— BEGIN Material for this exercise —

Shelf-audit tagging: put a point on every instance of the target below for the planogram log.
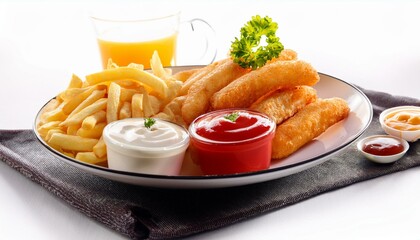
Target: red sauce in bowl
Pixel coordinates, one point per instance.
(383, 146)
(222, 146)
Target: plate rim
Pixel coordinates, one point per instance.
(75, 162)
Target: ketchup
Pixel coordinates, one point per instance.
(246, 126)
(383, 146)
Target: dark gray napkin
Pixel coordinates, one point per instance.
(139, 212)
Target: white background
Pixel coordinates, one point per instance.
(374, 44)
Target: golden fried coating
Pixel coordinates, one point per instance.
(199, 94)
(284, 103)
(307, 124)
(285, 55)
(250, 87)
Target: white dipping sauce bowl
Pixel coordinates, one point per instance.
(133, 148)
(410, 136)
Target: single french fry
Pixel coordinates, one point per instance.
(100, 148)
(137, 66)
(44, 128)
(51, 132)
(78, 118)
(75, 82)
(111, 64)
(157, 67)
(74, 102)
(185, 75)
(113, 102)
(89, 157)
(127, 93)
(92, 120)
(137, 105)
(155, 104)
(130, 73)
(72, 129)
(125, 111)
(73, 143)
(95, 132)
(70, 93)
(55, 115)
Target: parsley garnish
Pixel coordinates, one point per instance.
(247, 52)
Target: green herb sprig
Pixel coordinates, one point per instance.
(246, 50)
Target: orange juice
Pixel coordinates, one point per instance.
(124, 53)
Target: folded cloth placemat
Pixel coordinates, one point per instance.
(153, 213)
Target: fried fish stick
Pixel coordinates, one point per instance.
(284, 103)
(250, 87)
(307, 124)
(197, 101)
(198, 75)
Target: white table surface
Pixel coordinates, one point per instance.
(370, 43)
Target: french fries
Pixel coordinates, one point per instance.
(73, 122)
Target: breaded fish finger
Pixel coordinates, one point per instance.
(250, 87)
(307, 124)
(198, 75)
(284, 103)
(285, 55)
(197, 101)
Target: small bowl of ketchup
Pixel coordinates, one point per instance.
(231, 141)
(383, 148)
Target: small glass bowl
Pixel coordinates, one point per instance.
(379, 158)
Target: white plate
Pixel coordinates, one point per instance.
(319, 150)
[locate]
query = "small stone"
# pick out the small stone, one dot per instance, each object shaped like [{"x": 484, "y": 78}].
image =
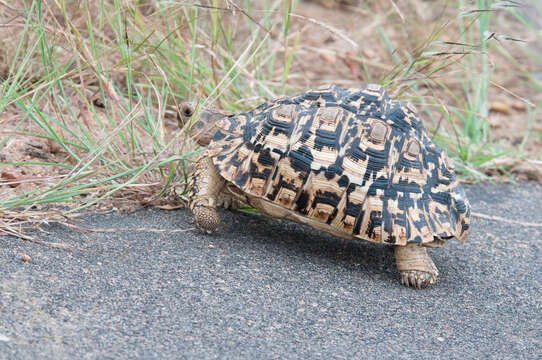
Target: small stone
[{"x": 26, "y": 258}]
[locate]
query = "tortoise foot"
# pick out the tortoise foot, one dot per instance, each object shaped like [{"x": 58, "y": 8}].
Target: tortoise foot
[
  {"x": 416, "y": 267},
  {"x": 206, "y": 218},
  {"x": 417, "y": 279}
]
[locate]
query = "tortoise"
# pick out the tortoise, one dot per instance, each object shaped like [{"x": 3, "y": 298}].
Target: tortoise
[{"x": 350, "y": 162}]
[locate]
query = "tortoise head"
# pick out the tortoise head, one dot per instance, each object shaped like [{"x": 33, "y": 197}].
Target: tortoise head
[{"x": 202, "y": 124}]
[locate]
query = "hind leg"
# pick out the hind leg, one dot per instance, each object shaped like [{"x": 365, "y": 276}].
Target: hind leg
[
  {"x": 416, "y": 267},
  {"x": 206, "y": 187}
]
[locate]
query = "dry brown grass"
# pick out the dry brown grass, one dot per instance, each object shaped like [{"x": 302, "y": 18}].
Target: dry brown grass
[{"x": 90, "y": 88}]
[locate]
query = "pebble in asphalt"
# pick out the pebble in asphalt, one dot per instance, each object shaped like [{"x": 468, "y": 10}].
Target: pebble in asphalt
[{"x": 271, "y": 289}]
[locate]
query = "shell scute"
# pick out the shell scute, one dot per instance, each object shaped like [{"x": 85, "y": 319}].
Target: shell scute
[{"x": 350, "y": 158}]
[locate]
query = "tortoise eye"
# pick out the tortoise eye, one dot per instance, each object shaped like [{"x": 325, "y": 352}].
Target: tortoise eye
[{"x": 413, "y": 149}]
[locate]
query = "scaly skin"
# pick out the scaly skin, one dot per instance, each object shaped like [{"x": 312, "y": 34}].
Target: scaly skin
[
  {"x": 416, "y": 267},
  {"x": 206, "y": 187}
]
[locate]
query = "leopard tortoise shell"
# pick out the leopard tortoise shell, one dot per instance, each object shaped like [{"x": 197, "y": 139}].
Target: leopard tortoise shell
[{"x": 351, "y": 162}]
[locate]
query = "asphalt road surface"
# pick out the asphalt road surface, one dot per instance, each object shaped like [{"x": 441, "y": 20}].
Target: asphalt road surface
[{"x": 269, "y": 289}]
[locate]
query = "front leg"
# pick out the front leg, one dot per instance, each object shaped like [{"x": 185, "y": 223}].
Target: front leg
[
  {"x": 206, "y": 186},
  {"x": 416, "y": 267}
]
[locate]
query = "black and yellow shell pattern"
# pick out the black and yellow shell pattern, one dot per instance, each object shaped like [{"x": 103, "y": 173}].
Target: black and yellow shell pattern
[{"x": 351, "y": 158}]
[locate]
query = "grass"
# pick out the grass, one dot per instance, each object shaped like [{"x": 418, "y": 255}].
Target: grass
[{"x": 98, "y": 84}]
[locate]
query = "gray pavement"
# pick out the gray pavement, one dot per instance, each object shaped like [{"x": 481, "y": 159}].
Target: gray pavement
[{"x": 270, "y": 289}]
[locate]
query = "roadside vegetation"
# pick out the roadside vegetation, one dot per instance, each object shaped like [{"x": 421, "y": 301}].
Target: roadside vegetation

— END Material for this exercise —

Skip the pictures and transcribe the rest of the records exactly.

Shelf-audit tagging: put a point on every instance of the target below for the planogram log.
Target: red sauce in bowl
Pixel coordinates, one point per instance.
(383, 146)
(222, 146)
Target: plate rim
Pixel coordinates, one point per instance.
(75, 162)
Target: ketchup
Pixel coordinates, one point per instance.
(246, 126)
(383, 146)
Target: dark gray napkin
Pixel coordinates, one point per instance.
(139, 212)
Target: white background
Pixel coordinates, one point per instance.
(374, 44)
Target: golden fried coating
Pixel coordinates, one point per instance.
(199, 94)
(284, 103)
(307, 124)
(285, 55)
(250, 87)
Target: white dipping sauce bowl
Pixel coordinates, one point per instance.
(133, 148)
(410, 136)
Target: single french fry
Pixel coordinates, one point per instance.
(100, 148)
(137, 66)
(44, 128)
(51, 132)
(78, 118)
(75, 82)
(111, 64)
(157, 67)
(74, 102)
(185, 75)
(113, 102)
(89, 157)
(127, 93)
(92, 120)
(137, 105)
(155, 104)
(130, 73)
(72, 129)
(125, 111)
(73, 143)
(95, 132)
(70, 93)
(55, 115)
Target: parsley garnish
Pixel coordinates, one point per instance.
(247, 52)
Target: green herb sprig
Pixel coordinates, one point per instance.
(246, 50)
Target: orange juice
Pixel coordinates, one point per instance.
(124, 53)
Target: folded cloth placemat
Pixel coordinates, one point per instance.
(153, 213)
Target: fried fish stick
Pixel coordinates, one point per instance.
(284, 103)
(250, 87)
(307, 124)
(197, 101)
(198, 75)
Target: white table surface
Pixel coordinates, one point per instance.
(370, 43)
Target: french fries
Pixel coordinates, one point per instance.
(73, 122)
Target: breaded fish finger
Pixel coordinates, one point per instance.
(250, 87)
(307, 124)
(198, 75)
(284, 103)
(285, 55)
(197, 101)
Target: small bowl of ketchup
Pixel coordinates, one point per instance.
(231, 141)
(383, 148)
Target: small glass bowl
Pixel coordinates, one point per instance.
(379, 158)
Target: white plate
Pixel coordinates, one point per instance.
(319, 150)
[locate]
query = "small stone"
# pick out the small stone, one dot per instance, each object shaped like [{"x": 484, "y": 78}].
image =
Target: small stone
[{"x": 26, "y": 258}]
[locate]
query = "tortoise foot"
# pick out the tortoise foot, one dot per instance, each object shaped like [{"x": 58, "y": 8}].
Target: tortoise foot
[
  {"x": 416, "y": 267},
  {"x": 206, "y": 218},
  {"x": 417, "y": 279}
]
[locate]
query = "tortoise"
# pick out the tortoise, one dot per instance, each object shaped like [{"x": 3, "y": 298}].
Target: tortoise
[{"x": 350, "y": 162}]
[locate]
query = "tortoise head"
# pick out the tortoise head, one dot per instance, each object shaped like [{"x": 33, "y": 197}].
Target: tortoise head
[{"x": 202, "y": 124}]
[locate]
query = "hind leg"
# pick out the hind leg, one dot per instance, each object shaped like [{"x": 365, "y": 276}].
Target: hind leg
[
  {"x": 416, "y": 267},
  {"x": 206, "y": 187}
]
[locate]
query = "dry brown grass"
# pick out the dry brown grass, one dot per instance, each object shaped like [{"x": 302, "y": 18}].
Target: dry brown grass
[{"x": 90, "y": 88}]
[locate]
query = "pebble in asphalt"
# pick out the pebble in asphalt, one dot per instance, each object shaped like [{"x": 468, "y": 10}].
Target: pebble in asphalt
[{"x": 271, "y": 289}]
[locate]
query = "shell scute"
# pick out the shell scute, one dot per instance, each object shaped like [{"x": 85, "y": 319}].
Target: shell scute
[{"x": 350, "y": 158}]
[locate]
query = "tortoise eye"
# pick out the tortoise eye, one dot per instance, each object shaped like [{"x": 325, "y": 352}].
Target: tortoise eye
[{"x": 413, "y": 149}]
[locate]
query = "scaly skin"
# pick out the scaly skin, one dot per instance, each object shaped like [{"x": 312, "y": 34}].
Target: scaly skin
[
  {"x": 416, "y": 267},
  {"x": 206, "y": 187}
]
[locate]
query = "leopard tortoise shell"
# pick out the leopard tortoise shell, one dot per instance, each object shaped like [{"x": 197, "y": 139}].
Target: leopard tortoise shell
[{"x": 351, "y": 162}]
[locate]
query = "asphalt road surface"
# pick out the asphalt road surface, one dot per instance, each object shaped like [{"x": 441, "y": 20}].
Target: asphalt road surface
[{"x": 269, "y": 289}]
[locate]
query = "front leg"
# pick out the front leg, one dot per instance, each object shaped like [{"x": 185, "y": 223}].
Target: front leg
[
  {"x": 206, "y": 186},
  {"x": 416, "y": 267}
]
[locate]
query = "black and yellow shell pattern"
# pick out the black and yellow shell pattern, one dot per instance, each object shaped like [{"x": 103, "y": 173}].
Target: black and yellow shell pattern
[{"x": 351, "y": 158}]
[locate]
query = "grass"
# pick out the grass, one dot per instance, each object shaped like [{"x": 418, "y": 255}].
Target: grass
[{"x": 98, "y": 84}]
[locate]
query = "gray pavement"
# pick out the gray pavement, one dot per instance, each object shaped like [{"x": 481, "y": 159}].
Target: gray pavement
[{"x": 270, "y": 289}]
[locate]
query = "roadside vegetation"
# pick out the roadside vegetation, one dot per instance, each object shaped like [{"x": 421, "y": 301}].
Target: roadside vegetation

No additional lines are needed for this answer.